--- EXERCISE BRIEF ---
Arrange every line of the records below as a JSON list of strings, with one string per line and no blank lines.

--- DATA IN THIS EXERCISE ---
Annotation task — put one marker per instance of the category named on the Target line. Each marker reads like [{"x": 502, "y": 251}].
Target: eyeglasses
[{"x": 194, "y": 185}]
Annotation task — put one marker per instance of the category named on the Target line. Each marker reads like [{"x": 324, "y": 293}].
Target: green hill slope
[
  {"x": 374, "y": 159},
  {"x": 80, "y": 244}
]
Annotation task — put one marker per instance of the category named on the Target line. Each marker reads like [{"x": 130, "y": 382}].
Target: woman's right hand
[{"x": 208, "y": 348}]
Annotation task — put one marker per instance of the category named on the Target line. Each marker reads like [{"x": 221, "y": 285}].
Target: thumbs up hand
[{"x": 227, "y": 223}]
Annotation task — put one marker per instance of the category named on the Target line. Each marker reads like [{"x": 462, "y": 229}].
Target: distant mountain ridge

--- RESULT FOR THIS EXERCISE ---
[
  "Annotation task — put one marker per instance of the category named on the Target line. Each marker reads like [{\"x\": 502, \"y\": 251}].",
  "Target: eyeglasses",
  "[{\"x\": 194, \"y\": 185}]",
  "Annotation task — put one marker per instance of the category named on the Target line. Each marker reads like [{\"x\": 324, \"y\": 293}].",
  "Target: green hill slope",
  "[",
  "  {\"x\": 374, \"y\": 159},",
  "  {\"x\": 80, \"y\": 244}",
  "]",
  "Annotation task — put one marker per instance of the category named on the Target line. Each marker reads like [{\"x\": 130, \"y\": 382}].",
  "Target: woman's right hand",
  "[{\"x\": 208, \"y\": 348}]",
  "Annotation task — put one marker per instance of the category named on the Target line. Each marker reads like [{\"x\": 221, \"y\": 285}].",
  "Target: thumbs up hand",
  "[{\"x\": 227, \"y\": 223}]",
  "Annotation task — put one marker per instance of the category named on the Target line. Each marker reads like [{\"x\": 462, \"y\": 229}].",
  "Target: distant mountain ridge"
]